*SOURCE*:
----------------

- Dr. Love in the Media
Ten Ways to Keep Romance Alive
July 31, 2003
Top Ten Tips
- Don't Stockpile Anger Deal with whatever is bothering you in the moment. Stored resentments destroy romance in two ways: 1) they cut off positive feelings; and 2) they eventually explode in words or actions that destroy the relationship. No relationship, no romance.
- Play Together Sharing fun times builds intimacy, the soil for romance. Make a snowman. Have a pillow fight. Play together like you did when you were young.
- Grow Together Trees grow until they die, so why shouldn't people? If either one of you stops growing, the relationship will feel stuck in a rut. A relationship in a rut means no romance. To break out of the rut, and rekindle romance, start growing together. For example, take a course on a subject that interests you both.
- Make a Date A fun way to keep romance alive is to recreate one of your first dates. Dress the same as you did way back when and visit the same restaurant. Doing so will resurrect the old feelings of excitement.
- Take a Trip Down Memory Lane Travel together to a spot you visited when you were lovers. If you can't get there in person, then look at the photos of one of your early trips. Remember the smells, sights and sounds. Recall how you felt back then. Recreate a special moment from that trip, right in your own living room.
- Take Initiative An excellent way to rebuild and maintain romance is to take initiative. Do something for your mate that you know he or she likes, e.g. give a candlelit massage or prepare a favorite dish. The point is that taking initiative conveys your love, boosts intimacy, and sparks romance.
- Keep Listening If you have been together for a while, you may assume that you know everything about your partner. Many long-term couples stop asking what the other partner needs, thinks or feels. This pattern leads to feelings of neglect, a major romance killer. Never assume that you know what your mate thinks, feels or wants, no matter how long you've been together. Keep asking and keep listening in order to keep romance alive.

----------------

*DATA LISTING*:
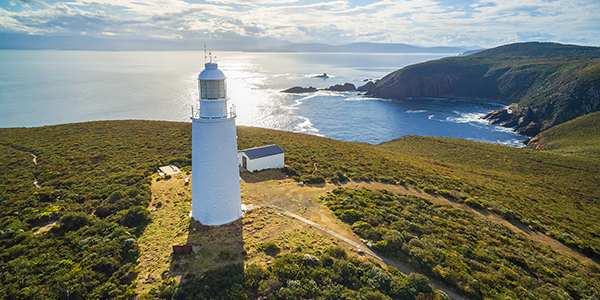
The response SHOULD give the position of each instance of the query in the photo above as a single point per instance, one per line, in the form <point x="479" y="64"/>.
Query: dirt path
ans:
<point x="401" y="267"/>
<point x="304" y="199"/>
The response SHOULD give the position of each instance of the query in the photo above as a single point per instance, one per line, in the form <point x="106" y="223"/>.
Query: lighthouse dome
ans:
<point x="211" y="72"/>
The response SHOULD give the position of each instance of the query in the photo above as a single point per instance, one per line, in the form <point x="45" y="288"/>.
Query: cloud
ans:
<point x="421" y="22"/>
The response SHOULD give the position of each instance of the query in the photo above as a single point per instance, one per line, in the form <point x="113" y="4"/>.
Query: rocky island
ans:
<point x="546" y="84"/>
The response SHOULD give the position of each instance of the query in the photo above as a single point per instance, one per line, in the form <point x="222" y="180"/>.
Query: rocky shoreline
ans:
<point x="346" y="87"/>
<point x="522" y="119"/>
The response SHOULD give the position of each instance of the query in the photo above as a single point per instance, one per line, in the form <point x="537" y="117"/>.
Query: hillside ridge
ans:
<point x="546" y="84"/>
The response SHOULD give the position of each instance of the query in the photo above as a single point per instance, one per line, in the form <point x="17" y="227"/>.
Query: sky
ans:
<point x="467" y="23"/>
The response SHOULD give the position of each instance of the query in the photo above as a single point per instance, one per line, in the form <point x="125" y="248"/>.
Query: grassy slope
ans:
<point x="86" y="163"/>
<point x="580" y="137"/>
<point x="552" y="193"/>
<point x="553" y="79"/>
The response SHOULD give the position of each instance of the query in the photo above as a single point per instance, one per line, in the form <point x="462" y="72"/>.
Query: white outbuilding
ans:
<point x="262" y="158"/>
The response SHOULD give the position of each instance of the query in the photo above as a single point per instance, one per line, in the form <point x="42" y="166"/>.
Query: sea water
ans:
<point x="39" y="88"/>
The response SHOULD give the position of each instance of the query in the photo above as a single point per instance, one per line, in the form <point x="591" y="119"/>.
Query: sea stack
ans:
<point x="216" y="195"/>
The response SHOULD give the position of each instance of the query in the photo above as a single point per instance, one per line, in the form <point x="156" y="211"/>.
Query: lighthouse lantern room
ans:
<point x="216" y="197"/>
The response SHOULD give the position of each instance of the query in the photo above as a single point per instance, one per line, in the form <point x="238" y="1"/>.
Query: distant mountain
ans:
<point x="580" y="137"/>
<point x="547" y="83"/>
<point x="364" y="48"/>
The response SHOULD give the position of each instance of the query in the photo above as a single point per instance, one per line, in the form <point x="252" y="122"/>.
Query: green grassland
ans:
<point x="482" y="259"/>
<point x="95" y="178"/>
<point x="559" y="82"/>
<point x="580" y="137"/>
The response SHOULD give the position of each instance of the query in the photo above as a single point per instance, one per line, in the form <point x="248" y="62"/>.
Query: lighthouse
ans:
<point x="216" y="196"/>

----------------

*PROBLEMS*:
1. Write out the stretch of the article on keeping romance alive that opens with the words containing "- Grow Together" and closes with "own living room.".
2. Carry the article on keeping romance alive forward from its last sentence.
The lines above stand apart from the article on keeping romance alive.

*ANSWERS FOR THE EXERCISE*:
1.
- Grow Together Trees grow until they die, so why shouldn't people? If either one of you stops growing, the relationship will feel stuck in a rut. A relationship in a rut means no romance. To break out of the rut, and rekindle romance, start growing together. For example, take a course on a subject that interests you both.
- Make a Date A fun way to keep romance alive is to recreate one of your first dates. Dress the same as you did way back when and visit the same restaurant. Doing so will resurrect the old feelings of excitement.
- Take a Trip Down Memory Lane Travel together to a spot you visited when you were lovers. If you can't get there in person, then look at the photos of one of your early trips. Remember the smells, sights and sounds. Recall how you felt back then. Recreate a special moment from that trip, right in your own living room.

2.
- Keep Sex on the Front Burner Many couples that have been together for a while cut back on sex. Research says that unresolved anger kills the sex drive. Follow step one (don't stockpile anger) and keep on trucking in the sex department. Make sex dates, try new positions and locations. Do whatever you know turns your mate on. Remember: For women, romance is the greatest form of foreplay.
- Say I Love You If you remember to say "I love you" (and offer other caring statements and gestures) five times a day, romance will stay. Remember, five times a day and the romance will stay. Knowing your partner's "Love Language," is important. For some, words of love hit the spot, for others, talk is cheap and actions speak a thousand words!
- Isn't It Romantic? Never assume that you know what your mate finds romantic. For one spouse, watching a football game, clutching a beer, is the height of romance. For the other, this scenario might be the height of boredom. So, make sure you find out what rings your mate's chimes. Then, don't file the information away, like an old research project. Put your information into practice and say and do what your mate finds romantic.
"If anger and fighting are ruining your dream of a happy marriage, Dr. Turndorf’s conflict resolution program is for you."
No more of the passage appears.